### Short task 1
In the piece below on Tulsa city charter changes, condense the paragraph beginning "Rodger Randle, a Democrat," into a short bulleted list that keeps its main facts.
### Short task 2
Extend the piece below on Tulsa's proposed charter changes by writing what follows its final paragraph.

### Passage given

━━━━━━━━━━━━━━━━

Rodger Randle on proposed Tulsa city charter changes
Rodger Randle, a Democrat, was the last Mayor of Tulsa under the old city commission form of government and the first under the mayor-council form of government. When he defeated incumbent Mayor Dick Crawford in 1988, a new city charter was a key plank in his platform. He has issued a two-page statement of his views on the proposed charter changes currently under discussion. Randle believes that the proposed changes will not fix the problems facing our city government and would actually make matters worse.
(If you're on the home page, you can read it via the "Continue reading" link; otherwise just scroll down.)
In reading his comments, keep in mind that the goal of those shaping the new charter back in 1989 was to produce a representative government in name only. We would have geographically-elected councilors but only with just enough power to avoid a federal Voting Rights Act lawsuit. As much power as possible would be concentrated in the mayor's office. Councilors were to be kept in line. That attitude seems to explain some of Randle's comments, e.g.:
The rationale in the 1990 charter placing council members up for re-election every even-numbered year was to provide the Mayor, who has a four year term, an opportunity to attempt any necessary housecleaning on the Council on the off-year when all the members of the Council were up but the Mayor was not....Nine Council members are a lot for the mayor to try to look after already. Making that number bigger will only increase the amount of time that the Mayor will have to spend lobbying and politicking them....
In addition, the more counselors there are, the more difficult it will be for voters to keep track of who is who and who deserves to be reelected and who does not....
I had thought mayoral contempt for the City Council was a Susan Savage innovation, but evidently it was there from the beginning.
It seems to me that the more councilors there are, the fewer constituents per councilor, the more likely a constituent is to have regular, direct access to his councilor and the more likely he is to know whether his councilor deserves to be re-elected or not. Randle's comment makes more sense if you replace "voters" with "special interest groups like the Chamber and the homebuilders."

━━━━━━━━━━━━━━━━

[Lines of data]
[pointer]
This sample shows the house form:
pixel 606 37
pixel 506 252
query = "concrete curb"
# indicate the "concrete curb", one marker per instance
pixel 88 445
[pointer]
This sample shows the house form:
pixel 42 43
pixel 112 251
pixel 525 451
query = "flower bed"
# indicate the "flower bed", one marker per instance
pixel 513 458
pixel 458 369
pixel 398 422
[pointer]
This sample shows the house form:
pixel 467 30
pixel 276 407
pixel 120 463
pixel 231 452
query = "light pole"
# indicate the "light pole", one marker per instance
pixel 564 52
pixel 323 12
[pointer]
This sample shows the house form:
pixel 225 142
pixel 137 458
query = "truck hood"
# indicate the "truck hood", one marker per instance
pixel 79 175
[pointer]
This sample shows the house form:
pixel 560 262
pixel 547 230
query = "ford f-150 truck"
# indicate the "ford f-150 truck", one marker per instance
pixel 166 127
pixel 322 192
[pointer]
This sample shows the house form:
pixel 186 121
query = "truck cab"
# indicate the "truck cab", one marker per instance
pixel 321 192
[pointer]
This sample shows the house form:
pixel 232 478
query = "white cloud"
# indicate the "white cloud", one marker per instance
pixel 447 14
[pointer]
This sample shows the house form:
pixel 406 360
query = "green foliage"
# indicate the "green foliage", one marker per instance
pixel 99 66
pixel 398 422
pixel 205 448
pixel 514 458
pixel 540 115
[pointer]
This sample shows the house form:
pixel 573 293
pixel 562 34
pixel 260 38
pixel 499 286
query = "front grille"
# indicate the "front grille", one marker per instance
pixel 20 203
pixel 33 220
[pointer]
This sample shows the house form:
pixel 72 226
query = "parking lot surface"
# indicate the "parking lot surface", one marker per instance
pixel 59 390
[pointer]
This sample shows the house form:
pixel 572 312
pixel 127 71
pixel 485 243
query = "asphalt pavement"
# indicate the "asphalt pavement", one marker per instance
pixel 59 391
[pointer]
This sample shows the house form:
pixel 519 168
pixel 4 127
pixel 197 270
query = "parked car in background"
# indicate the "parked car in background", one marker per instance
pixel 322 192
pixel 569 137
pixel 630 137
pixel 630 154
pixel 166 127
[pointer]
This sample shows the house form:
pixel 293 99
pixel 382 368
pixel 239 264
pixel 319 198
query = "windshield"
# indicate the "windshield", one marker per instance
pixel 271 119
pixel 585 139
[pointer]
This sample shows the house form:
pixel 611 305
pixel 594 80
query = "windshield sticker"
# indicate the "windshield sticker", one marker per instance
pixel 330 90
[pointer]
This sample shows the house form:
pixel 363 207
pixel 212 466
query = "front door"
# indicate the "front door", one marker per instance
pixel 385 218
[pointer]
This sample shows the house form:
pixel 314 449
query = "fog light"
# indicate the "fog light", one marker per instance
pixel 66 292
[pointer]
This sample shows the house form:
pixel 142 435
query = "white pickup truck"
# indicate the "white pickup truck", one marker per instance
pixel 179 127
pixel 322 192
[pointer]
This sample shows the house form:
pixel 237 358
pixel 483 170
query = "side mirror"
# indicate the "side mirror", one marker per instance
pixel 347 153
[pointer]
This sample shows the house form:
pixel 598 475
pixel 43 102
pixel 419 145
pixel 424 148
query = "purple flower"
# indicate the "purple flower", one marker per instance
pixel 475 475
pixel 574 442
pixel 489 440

━━━━━━━━━━━━━━━━

### Exercise response 1
- Rodger Randle, a Democrat, was Tulsa's last mayor under the city commission government and its first under the mayor-council form.
- A new city charter was a key part of his platform when he defeated incumbent Mayor Dick Crawford in 1988.
- He has issued a two-page statement on the charter changes now under discussion.
- He believes the changes would not fix the city government's problems and would make them worse.

### Exercise response 2
Randle worries that adding councilors would create the kind of dysfunctional legislative dynamics at work in Chicago city government. But Chicago has 50 aldermen, which is a far cry from 13, a number small enough to seat everyone around the same table. Care to guess how many members serve on the city council of Detroit, the poster child for urban dysfunction?
Although Randle's central concern -- protecting the mayor's power and prerogatives against legislative encroachment -- is misguided, he makes some good points. Randle is right that moving city elections to the state/federal dates would put a heavy burden on voters and reduce the scrutiny given to candidates for city office. He is right in saying that partisanship hasn't been a significant factor in City of Tulsa politics:
Since the adoption of the new form of government, on the other hand, we have not seen much mischief at City Hall that appears to have been purely produced by partisanship. Members of the City Council that form alliances seem to do so totally independently of partisan affiliation.
And, as he says, "we should be cautious of making permanent structural changes simply in response to temporary personality issues that may affect current relations between the Mayor and Council."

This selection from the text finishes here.